MICROENVIRONMENTAL REGULATION OF CELL DIFFERENTIATION

Regulation of stem cell self-renewal and differentiation is dependent on the ECM, growth factors, morphogenic factors, small molecules, and cytokines that are secreted by the stem cells and the surrounding cells that make up the niche (47, 69, 79). The stiffness of the ECM has a direct effect on the differentiation of several stem cell lineages. When cultured in matrigel, adult neural stem cells differentiated into glial cells when the stiffness of the ECM was between 1 and 10 kPa and differentiated into neurons when the stiffness was between 100 and 500 Pa. Upon decreasing the stiffness of the matrigel to 10 Pa, the adult neural stem cells were no longer able to self-renew or differentiate (66). The influence of ECM stiffness on differentiation also occurs for naïve mesenchymal stem cells. When cultured in ECM with stiffness of 1, 10, or 100 kPa, the cells undergo neurogenesis, myogenesis, or osteogenesis, respectively. These three stiffness levels correspond with the stiffness normally found in brain, muscle, and bone tissue, respectively (21).

In separate experiments, mesenchymal stem cells cultured on 2D environments displayed a correlation between cell type commitment and morphology of the stem cell. However, investigators have determined that, in 3D culture environments, it is not the morphology that correlates with the cell type commitment but the stiffness of the environment. Softer environments between 2.5 and 5 kPa result in adipogenic commitment, while firmer environments between 11 and 30 kPa result in osteogenic commitment (32).

Skeletal muscle differentiation requires cell-ECM interactions (58). Muscle stem cells that naturally reside in adult tissues rapidly proliferate in vivo but do not have this rapid proliferation when cultured on rigid plastic dishes that have a stiffness of 106 kPa. However, if the cells are cultured in matrigel, with a stiffness of 12 kPa, that mimics the stiffness of muscle, the muscle stem cells will continue to self-renew in vitro. Furthermore, these cells can be transplanted back into mice and significantly aid in the regeneration of muscle (9). ECM stiffness regulates chondrocyte differentiation through ROCK signaling and upregulation of the TGF-β. Chondrocyte differentiation requires Smad3 phosphorylation, which is optimized at the same ECM stiffness that induces chondrocyte gene expression (1).

There have been many computational models designed to predict differentiation of stems cells depending on soluble factors; however, models designed to take into account the physical conditions and makeup of the microenvironment are lacking (75).

--------------------

## Questions to answer
1. For the text above on microenvironmental regulation of cell differentiation, decide whether each statement agrees with it: (a) adult neural stem cells in matrigel became neurons at an ECM stiffness between 1 and 10 kPa; (b) in 3D culture, mesenchymal stem cells in environments between 11 and 30 kPa committed to the osteogenic lineage; (c) computational models that account for the physical conditions of the microenvironment are plentiful. Answer yes or no for each, quoting the words of the text that decide it.
2. Extend the text on microenvironmental regulation of cell differentiation, beginning right after its final sentence.

Records from a collection:

--------------------

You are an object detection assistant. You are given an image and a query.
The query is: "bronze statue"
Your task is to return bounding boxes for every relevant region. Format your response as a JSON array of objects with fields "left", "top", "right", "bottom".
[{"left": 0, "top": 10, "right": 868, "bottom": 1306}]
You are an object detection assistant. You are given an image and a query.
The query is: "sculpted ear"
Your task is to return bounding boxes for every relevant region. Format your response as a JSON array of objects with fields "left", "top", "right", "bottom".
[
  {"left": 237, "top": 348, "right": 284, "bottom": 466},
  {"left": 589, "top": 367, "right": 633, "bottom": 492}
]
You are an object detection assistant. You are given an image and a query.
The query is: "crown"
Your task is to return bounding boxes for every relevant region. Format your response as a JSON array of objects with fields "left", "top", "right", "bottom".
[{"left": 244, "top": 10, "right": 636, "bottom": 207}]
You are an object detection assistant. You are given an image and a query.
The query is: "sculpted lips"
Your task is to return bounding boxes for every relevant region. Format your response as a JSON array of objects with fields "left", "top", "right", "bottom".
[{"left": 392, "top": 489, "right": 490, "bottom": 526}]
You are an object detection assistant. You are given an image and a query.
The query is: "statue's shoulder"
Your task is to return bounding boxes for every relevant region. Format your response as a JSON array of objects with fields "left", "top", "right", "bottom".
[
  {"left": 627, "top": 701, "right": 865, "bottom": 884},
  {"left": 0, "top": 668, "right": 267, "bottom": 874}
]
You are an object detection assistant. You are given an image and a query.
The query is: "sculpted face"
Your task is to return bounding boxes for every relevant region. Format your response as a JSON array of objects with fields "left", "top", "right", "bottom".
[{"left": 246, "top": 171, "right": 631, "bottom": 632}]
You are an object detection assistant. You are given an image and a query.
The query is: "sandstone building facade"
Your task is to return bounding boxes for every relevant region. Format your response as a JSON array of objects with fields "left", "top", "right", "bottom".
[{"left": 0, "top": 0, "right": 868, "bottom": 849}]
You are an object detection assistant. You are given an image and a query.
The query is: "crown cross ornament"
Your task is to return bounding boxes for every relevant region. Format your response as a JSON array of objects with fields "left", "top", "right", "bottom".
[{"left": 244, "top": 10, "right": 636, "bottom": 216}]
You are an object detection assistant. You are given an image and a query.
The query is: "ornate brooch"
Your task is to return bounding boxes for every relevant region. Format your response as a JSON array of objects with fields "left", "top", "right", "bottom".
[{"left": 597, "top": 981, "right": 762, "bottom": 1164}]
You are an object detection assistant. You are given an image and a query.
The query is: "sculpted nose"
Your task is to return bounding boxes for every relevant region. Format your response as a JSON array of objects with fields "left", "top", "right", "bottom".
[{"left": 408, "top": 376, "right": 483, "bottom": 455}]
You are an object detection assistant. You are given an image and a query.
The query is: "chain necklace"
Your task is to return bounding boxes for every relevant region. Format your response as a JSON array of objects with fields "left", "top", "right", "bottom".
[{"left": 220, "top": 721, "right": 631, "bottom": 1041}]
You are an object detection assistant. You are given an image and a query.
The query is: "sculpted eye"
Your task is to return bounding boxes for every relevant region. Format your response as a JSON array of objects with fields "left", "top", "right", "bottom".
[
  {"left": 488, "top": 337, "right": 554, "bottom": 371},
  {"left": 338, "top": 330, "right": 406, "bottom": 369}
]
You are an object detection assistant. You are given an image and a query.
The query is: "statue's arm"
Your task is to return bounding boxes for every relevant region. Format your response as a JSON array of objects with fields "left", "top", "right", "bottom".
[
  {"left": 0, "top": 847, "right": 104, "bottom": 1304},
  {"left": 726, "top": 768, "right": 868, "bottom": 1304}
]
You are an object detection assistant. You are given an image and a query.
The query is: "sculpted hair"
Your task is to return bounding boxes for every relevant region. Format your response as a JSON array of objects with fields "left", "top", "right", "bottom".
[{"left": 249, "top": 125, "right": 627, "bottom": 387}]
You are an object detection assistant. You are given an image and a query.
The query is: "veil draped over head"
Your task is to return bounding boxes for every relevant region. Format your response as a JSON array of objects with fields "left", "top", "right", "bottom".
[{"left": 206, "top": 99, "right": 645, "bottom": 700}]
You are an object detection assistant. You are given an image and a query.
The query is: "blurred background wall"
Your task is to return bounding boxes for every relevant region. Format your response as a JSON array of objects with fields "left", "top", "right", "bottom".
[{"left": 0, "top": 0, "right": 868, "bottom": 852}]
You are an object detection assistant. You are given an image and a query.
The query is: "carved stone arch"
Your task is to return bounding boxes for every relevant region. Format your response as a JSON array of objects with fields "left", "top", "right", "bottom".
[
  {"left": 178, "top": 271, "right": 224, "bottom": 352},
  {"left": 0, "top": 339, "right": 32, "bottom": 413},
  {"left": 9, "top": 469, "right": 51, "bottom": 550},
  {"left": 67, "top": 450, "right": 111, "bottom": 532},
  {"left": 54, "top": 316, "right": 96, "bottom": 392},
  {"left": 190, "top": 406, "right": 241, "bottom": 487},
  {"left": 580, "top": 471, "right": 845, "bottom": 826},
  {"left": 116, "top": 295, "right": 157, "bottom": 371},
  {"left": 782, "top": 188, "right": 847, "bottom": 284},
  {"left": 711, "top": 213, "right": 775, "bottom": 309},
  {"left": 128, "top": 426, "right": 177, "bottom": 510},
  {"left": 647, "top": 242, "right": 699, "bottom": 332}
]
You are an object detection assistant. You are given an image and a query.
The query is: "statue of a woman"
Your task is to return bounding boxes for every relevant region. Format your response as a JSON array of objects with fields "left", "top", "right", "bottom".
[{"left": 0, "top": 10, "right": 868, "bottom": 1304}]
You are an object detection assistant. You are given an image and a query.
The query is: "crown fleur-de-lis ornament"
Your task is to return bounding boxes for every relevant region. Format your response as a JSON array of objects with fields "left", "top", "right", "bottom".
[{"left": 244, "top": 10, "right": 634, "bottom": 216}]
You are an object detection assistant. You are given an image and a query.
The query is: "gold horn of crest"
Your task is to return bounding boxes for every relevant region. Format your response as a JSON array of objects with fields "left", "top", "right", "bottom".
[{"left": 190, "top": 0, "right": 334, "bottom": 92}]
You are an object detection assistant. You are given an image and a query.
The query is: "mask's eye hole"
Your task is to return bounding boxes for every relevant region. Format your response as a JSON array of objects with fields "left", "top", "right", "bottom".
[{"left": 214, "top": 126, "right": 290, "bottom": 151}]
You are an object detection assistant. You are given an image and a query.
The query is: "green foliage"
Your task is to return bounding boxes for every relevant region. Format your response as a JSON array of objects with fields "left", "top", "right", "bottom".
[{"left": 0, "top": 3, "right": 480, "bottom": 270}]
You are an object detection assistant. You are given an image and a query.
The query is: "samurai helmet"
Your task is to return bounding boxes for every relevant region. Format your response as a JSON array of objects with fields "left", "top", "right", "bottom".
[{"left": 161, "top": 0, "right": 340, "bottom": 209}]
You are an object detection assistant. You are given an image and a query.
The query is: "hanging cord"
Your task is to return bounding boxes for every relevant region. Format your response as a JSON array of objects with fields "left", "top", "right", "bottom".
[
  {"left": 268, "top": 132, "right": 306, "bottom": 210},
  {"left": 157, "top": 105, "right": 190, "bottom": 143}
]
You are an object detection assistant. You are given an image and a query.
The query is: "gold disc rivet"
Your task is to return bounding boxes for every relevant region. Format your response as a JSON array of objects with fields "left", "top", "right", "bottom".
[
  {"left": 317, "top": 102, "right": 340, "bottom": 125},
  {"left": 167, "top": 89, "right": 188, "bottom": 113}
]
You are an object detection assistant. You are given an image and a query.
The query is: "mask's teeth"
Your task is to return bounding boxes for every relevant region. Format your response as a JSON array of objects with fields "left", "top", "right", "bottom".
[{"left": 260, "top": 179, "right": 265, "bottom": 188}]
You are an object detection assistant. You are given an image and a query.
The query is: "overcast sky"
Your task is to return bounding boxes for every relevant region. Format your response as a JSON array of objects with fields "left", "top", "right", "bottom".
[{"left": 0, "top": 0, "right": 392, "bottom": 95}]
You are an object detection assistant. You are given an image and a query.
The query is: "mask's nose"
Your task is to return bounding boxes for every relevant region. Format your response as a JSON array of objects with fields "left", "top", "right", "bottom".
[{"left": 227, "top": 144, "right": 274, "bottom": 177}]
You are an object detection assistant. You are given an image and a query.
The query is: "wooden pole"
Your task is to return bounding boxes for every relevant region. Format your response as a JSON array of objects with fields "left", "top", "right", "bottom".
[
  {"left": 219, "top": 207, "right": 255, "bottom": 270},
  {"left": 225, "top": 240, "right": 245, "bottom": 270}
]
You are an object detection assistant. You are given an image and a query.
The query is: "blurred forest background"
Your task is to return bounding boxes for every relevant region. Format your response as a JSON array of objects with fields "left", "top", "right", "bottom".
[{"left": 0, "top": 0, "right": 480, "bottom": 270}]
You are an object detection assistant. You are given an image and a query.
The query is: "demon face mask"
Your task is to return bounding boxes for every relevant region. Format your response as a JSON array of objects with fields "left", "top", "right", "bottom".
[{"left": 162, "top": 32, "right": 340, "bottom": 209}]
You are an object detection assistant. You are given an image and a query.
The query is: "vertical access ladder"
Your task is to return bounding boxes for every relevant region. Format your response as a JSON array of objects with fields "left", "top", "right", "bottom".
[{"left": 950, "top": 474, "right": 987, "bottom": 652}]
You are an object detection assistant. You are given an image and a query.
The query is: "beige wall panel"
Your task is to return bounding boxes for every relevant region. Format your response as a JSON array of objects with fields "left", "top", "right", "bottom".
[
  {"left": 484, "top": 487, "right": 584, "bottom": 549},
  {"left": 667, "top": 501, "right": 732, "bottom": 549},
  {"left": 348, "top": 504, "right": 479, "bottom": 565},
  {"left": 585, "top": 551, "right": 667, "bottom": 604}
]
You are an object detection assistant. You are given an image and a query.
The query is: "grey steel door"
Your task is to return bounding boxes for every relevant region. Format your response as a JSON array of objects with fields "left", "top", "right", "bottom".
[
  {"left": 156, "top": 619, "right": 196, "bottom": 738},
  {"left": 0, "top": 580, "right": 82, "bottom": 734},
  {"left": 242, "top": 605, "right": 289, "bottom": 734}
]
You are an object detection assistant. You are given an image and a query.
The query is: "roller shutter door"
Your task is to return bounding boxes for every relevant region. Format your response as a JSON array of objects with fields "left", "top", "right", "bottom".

--------------------

## Per-task outputs
1.
(a) No: "differentiated into glial cells when the stiffness of the ECM was between 1 and 10 kPa"
(b) Yes: "firmer environments between 11 and 30 kPa result in osteogenic commitment"
(c) No: "models designed to take into account the physical conditions and makeup of the microenvironment are lacking"

2.
MICROENVIRONMENTAL REGULATION OF ADHESION AND MIGRATION

Cell adhesion and migration have been and continue to be a major area of investigation of microenvironmental regulation of cellular form and function (7). Much work has been done in understanding molecular and macromolecular regulators and signaling cascades affected by microenvironmental properties. In particular, integrins and their interactions with the ECM have been studied extensively over the years in their role in maintaining homeostasis and aiding the progression of many diseases (51,52). Integrins are heterodimeric cell surface receptors made up of α- and β-subunits that bind to specific ECM components and are responsible for the activation of a variety of cell survival and cell motility pathways (70). Following integrin ligation, FAK becomes autophosphorylated at Y397, which in turn provides a binding site for the p85 subunit of phosphatidylinositide 3-kinase (PI3K), causing downstream activation of protein kinase B (PKB), inhibiting apoptosis, and promoting cell proliferation (Fig. 1B) (11). When this pathway is intact, the loss of adhesion to the ECM results in a decrease of PI3K activity resulting in anoikis (44). Integrins are involved not only in cell-ECM signaling but in cell-cell signaling as well. Apoptotic cells displaying phosphatidylserine on their cell membranes are identified by integrins in other cells. This triggers a pathway activating the Dock180, CRKII, ELMO complex and then activating Rac1, triggering the engulfment of the adjacent apoptotic cell (30,37,43).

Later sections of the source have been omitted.